To do: Give the records below as a two-column CSV with the headers "request" and "answer", one row per record. Put each field in quotes, replace any line breaks inside it with spaces, and leave the pictures out.

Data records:
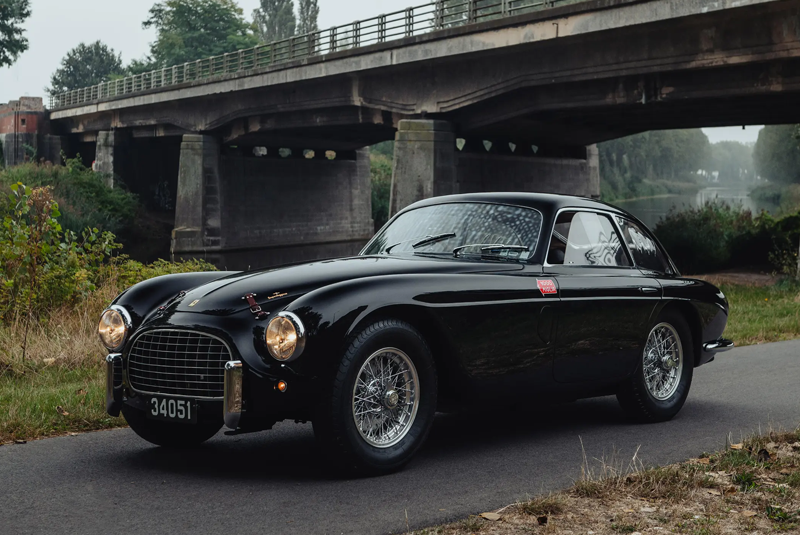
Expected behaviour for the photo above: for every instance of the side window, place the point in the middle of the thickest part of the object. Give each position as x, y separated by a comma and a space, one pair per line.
645, 252
586, 239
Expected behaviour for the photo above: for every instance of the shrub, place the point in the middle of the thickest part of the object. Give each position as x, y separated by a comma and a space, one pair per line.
719, 236
83, 198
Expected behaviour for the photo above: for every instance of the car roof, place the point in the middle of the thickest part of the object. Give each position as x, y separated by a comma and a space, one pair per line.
544, 202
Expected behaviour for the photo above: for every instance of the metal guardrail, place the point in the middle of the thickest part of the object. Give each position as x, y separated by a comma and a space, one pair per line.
433, 16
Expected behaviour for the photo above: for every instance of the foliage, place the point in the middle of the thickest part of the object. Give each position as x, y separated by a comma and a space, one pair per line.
307, 16
381, 173
777, 155
275, 20
42, 265
733, 161
13, 14
718, 236
188, 30
84, 66
84, 199
639, 165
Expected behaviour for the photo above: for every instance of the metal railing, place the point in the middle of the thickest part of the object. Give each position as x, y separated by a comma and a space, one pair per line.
433, 16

In response:
request,answer
"Expected behaviour for the photo above: for every instance of the side window, place the point in the middle of the thickest part of the object. Give each position as x, y separated by a comma and a space, one pair per line.","645, 252 586, 239"
"Expected behaviour for the photo above: for every instance of the shrub, place the point in the middle of the thickest part of the object. Give each position as x, y separated by a comma and a space, one pair per line.","719, 236 83, 198"
"Expected behaviour for the photo above: for every instance of the car roof, place the point in the middle of the thickest part of the object. Give each position as x, y separated by a comma and a space, one pair per line.","544, 202"
"Expected behaviour for the photo above: for every instance of the metal guardrail, place the point in the middle of the thickest part of the object. Give each position as x, y separated by a comma and a space, one pair per line.","433, 16"
"Expected behaviour for the photo above: for every instance of the foliage, place the point in the middle of the thickest part of the object. Give each position as x, y separated by a comma and a space, one pair per line.","307, 16 381, 173 777, 155 275, 20 42, 265 733, 161 13, 14 718, 236 188, 30 84, 66 84, 199 639, 165"
"Expected behaviour for the photo above: for every instance of the metal railing, place the point in the middle of the thickest part of the object. Give each position as x, y separated by a comma and a space, one pair per line.","433, 16"